- Extracted entries

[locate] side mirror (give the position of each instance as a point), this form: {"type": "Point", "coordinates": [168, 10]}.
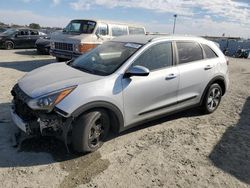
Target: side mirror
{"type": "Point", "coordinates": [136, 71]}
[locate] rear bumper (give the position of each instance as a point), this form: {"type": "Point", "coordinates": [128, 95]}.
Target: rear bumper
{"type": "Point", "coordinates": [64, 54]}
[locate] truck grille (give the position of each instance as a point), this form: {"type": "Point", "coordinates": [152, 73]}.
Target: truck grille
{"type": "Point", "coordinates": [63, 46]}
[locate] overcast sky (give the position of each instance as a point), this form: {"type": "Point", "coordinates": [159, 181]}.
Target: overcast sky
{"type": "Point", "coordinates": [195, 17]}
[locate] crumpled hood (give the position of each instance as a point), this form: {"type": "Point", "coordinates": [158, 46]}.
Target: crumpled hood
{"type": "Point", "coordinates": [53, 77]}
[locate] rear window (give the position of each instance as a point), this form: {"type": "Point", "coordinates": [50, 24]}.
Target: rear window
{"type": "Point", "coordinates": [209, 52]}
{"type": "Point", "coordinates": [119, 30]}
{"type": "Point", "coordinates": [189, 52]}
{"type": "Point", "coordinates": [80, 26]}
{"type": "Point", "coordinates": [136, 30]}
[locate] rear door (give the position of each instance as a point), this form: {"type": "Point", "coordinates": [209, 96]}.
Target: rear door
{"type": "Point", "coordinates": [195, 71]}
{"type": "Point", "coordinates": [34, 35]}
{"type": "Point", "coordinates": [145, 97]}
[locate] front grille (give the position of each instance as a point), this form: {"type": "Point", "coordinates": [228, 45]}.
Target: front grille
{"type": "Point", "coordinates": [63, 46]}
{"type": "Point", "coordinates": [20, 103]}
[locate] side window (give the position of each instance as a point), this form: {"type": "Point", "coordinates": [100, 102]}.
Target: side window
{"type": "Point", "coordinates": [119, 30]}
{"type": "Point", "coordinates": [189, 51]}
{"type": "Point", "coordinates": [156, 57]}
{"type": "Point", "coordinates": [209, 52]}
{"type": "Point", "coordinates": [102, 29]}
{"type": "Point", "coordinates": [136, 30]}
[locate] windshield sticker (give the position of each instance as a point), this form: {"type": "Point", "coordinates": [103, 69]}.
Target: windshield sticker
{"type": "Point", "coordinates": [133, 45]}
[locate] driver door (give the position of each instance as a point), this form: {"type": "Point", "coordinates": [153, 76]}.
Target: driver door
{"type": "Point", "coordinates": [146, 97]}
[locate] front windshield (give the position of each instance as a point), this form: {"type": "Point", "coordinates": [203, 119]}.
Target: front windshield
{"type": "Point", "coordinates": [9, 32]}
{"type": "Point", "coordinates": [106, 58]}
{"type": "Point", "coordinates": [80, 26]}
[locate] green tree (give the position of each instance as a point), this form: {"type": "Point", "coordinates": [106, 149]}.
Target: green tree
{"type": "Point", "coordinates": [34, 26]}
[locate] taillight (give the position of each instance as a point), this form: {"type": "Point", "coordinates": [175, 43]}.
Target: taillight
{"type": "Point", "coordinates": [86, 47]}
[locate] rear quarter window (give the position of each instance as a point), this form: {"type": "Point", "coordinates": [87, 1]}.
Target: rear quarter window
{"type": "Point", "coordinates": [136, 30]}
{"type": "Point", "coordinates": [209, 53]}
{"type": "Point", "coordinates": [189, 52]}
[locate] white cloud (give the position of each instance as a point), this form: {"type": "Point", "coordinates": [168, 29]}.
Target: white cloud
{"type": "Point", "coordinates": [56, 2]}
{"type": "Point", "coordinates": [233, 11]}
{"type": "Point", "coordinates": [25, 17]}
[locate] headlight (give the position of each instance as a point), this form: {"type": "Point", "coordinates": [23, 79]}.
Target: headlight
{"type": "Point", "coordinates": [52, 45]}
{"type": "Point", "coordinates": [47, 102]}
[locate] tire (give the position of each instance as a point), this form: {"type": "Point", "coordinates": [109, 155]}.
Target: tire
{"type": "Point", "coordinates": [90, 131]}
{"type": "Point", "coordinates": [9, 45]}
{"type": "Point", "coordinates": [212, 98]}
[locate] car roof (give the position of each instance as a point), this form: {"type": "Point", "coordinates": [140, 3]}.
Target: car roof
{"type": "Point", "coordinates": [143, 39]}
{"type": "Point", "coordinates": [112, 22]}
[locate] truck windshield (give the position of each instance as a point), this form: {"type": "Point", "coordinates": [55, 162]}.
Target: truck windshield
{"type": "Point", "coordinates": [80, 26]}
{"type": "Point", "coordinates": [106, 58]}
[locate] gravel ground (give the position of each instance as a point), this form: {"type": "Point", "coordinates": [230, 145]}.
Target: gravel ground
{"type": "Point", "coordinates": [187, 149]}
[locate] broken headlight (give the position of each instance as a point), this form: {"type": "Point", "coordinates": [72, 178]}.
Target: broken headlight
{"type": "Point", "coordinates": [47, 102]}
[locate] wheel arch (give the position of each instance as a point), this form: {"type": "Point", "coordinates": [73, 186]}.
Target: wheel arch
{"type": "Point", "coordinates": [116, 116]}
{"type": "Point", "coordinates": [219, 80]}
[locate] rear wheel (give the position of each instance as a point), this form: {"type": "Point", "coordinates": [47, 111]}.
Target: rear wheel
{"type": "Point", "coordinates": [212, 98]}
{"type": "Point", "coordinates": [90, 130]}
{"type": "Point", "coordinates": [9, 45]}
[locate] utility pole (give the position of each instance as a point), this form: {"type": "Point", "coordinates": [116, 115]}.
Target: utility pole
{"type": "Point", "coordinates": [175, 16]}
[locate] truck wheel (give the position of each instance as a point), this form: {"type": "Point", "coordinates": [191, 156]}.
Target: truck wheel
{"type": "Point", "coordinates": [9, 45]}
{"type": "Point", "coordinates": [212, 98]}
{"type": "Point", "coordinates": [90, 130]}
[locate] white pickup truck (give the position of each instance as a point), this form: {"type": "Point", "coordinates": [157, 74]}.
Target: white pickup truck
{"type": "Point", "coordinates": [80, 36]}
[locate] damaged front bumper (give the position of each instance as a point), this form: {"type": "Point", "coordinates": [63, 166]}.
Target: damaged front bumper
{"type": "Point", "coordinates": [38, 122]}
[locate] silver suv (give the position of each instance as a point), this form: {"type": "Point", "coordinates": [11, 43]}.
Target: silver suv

- Problem requirements
Rewrite every one of the entries above, replacing "Target" with "Object" wherever it appears and keeping everything else the same. Omit the pictures from your version.

- Right answer
[locate] side mirror (give the position of each instance as a point), this form: {"type": "Point", "coordinates": [168, 10]}.
Object: side mirror
{"type": "Point", "coordinates": [136, 71]}
[locate] rear bumper (give the position of each instance as a point), this form: {"type": "Point", "coordinates": [128, 95]}.
Object: rear bumper
{"type": "Point", "coordinates": [64, 54]}
[locate] truck grille (give the position of each instance as a point), this form: {"type": "Point", "coordinates": [152, 73]}.
Object: truck grille
{"type": "Point", "coordinates": [63, 46]}
[locate] overcast sky (give the position of each instance as a point), this form: {"type": "Point", "coordinates": [159, 181]}.
Object: overcast sky
{"type": "Point", "coordinates": [195, 17]}
[locate] crumpled hood (give the position of each instance as a point), this form: {"type": "Point", "coordinates": [158, 46]}.
Object: crumpled hood
{"type": "Point", "coordinates": [53, 77]}
[locate] rear window (give the position of each instance as a point), this form: {"type": "Point", "coordinates": [50, 24]}.
Object: rear window
{"type": "Point", "coordinates": [209, 52]}
{"type": "Point", "coordinates": [119, 30]}
{"type": "Point", "coordinates": [189, 52]}
{"type": "Point", "coordinates": [80, 26]}
{"type": "Point", "coordinates": [136, 30]}
[locate] rear door (give the position of each instance as a point), this form: {"type": "Point", "coordinates": [209, 96]}.
Object: rear door
{"type": "Point", "coordinates": [195, 71]}
{"type": "Point", "coordinates": [34, 35]}
{"type": "Point", "coordinates": [145, 97]}
[locate] front grille (give the position of each instance as a point), this form: {"type": "Point", "coordinates": [228, 45]}.
Object: front grille
{"type": "Point", "coordinates": [63, 46]}
{"type": "Point", "coordinates": [20, 103]}
[locate] side window (give the position of each instance as a point), this form: {"type": "Point", "coordinates": [100, 102]}.
Object: side window
{"type": "Point", "coordinates": [119, 30]}
{"type": "Point", "coordinates": [189, 51]}
{"type": "Point", "coordinates": [156, 57]}
{"type": "Point", "coordinates": [209, 52]}
{"type": "Point", "coordinates": [102, 29]}
{"type": "Point", "coordinates": [136, 30]}
[locate] windshield sticker (give the position of each instance as a point), this form: {"type": "Point", "coordinates": [103, 69]}.
Object: windshield sticker
{"type": "Point", "coordinates": [133, 45]}
[locate] driver door (give the position of each instance as a point), this form: {"type": "Point", "coordinates": [153, 76]}.
Object: driver door
{"type": "Point", "coordinates": [146, 97]}
[locate] front windshield (give the position of each instance as a point), this form: {"type": "Point", "coordinates": [203, 119]}.
Object: front windshield
{"type": "Point", "coordinates": [9, 32]}
{"type": "Point", "coordinates": [106, 58]}
{"type": "Point", "coordinates": [80, 26]}
[locate] green tree (give the position of each instance as a point), this form: {"type": "Point", "coordinates": [106, 149]}.
Object: green tree
{"type": "Point", "coordinates": [34, 26]}
[locate] taillight (give the position of each instance as a point), this form: {"type": "Point", "coordinates": [175, 43]}.
Object: taillight
{"type": "Point", "coordinates": [86, 47]}
[locate] rear quarter window (give the position of each instance as a point), this form: {"type": "Point", "coordinates": [87, 1]}.
Object: rear quarter window
{"type": "Point", "coordinates": [136, 30]}
{"type": "Point", "coordinates": [209, 53]}
{"type": "Point", "coordinates": [189, 52]}
[locate] white cloud (give the position of each instance as a point), this form: {"type": "Point", "coordinates": [168, 29]}.
Object: white cloud
{"type": "Point", "coordinates": [56, 2]}
{"type": "Point", "coordinates": [233, 11]}
{"type": "Point", "coordinates": [25, 17]}
[locate] headlight (give the position of each instance as a point), this form: {"type": "Point", "coordinates": [23, 79]}.
Object: headlight
{"type": "Point", "coordinates": [52, 45]}
{"type": "Point", "coordinates": [47, 102]}
[locate] tire (give the position of each instance as a point), this form: {"type": "Point", "coordinates": [109, 155]}.
Object: tire
{"type": "Point", "coordinates": [90, 131]}
{"type": "Point", "coordinates": [9, 45]}
{"type": "Point", "coordinates": [212, 98]}
[locate] car roof (give the position of each instance as a point), this form: {"type": "Point", "coordinates": [140, 3]}.
Object: car roof
{"type": "Point", "coordinates": [143, 39]}
{"type": "Point", "coordinates": [112, 22]}
[locate] truck windshield (give the position of each instance as a point), this form: {"type": "Point", "coordinates": [55, 162]}.
Object: truck windshield
{"type": "Point", "coordinates": [80, 26]}
{"type": "Point", "coordinates": [106, 58]}
[locate] gravel ground (give the position of each instance as a point), this form: {"type": "Point", "coordinates": [230, 145]}.
Object: gravel ground
{"type": "Point", "coordinates": [187, 149]}
[locate] broken headlight (give the position of each instance as a point), this form: {"type": "Point", "coordinates": [72, 178]}.
Object: broken headlight
{"type": "Point", "coordinates": [47, 102]}
[locate] wheel arch (give the position of each instance as a point), this form: {"type": "Point", "coordinates": [73, 186]}.
Object: wheel arch
{"type": "Point", "coordinates": [116, 116]}
{"type": "Point", "coordinates": [219, 80]}
[locate] rear wheel (give the position of each instance as a point), this form: {"type": "Point", "coordinates": [47, 111]}.
Object: rear wheel
{"type": "Point", "coordinates": [212, 98]}
{"type": "Point", "coordinates": [90, 130]}
{"type": "Point", "coordinates": [9, 45]}
[locate] utility pole (give the position of each instance as a point), this form: {"type": "Point", "coordinates": [116, 115]}.
Object: utility pole
{"type": "Point", "coordinates": [175, 16]}
[locate] truck wheel (give the position of each instance as a point), this form: {"type": "Point", "coordinates": [191, 156]}.
Object: truck wheel
{"type": "Point", "coordinates": [9, 45]}
{"type": "Point", "coordinates": [212, 98]}
{"type": "Point", "coordinates": [90, 130]}
[locate] white pickup truck (give the position of each instance as a point), this form: {"type": "Point", "coordinates": [157, 74]}.
Object: white pickup truck
{"type": "Point", "coordinates": [80, 36]}
[locate] damaged front bumper (give the position of each instance as a point), this form: {"type": "Point", "coordinates": [63, 166]}.
Object: damaged front bumper
{"type": "Point", "coordinates": [38, 122]}
[locate] silver suv (give the position of each instance as a point), this form: {"type": "Point", "coordinates": [11, 43]}.
Object: silver suv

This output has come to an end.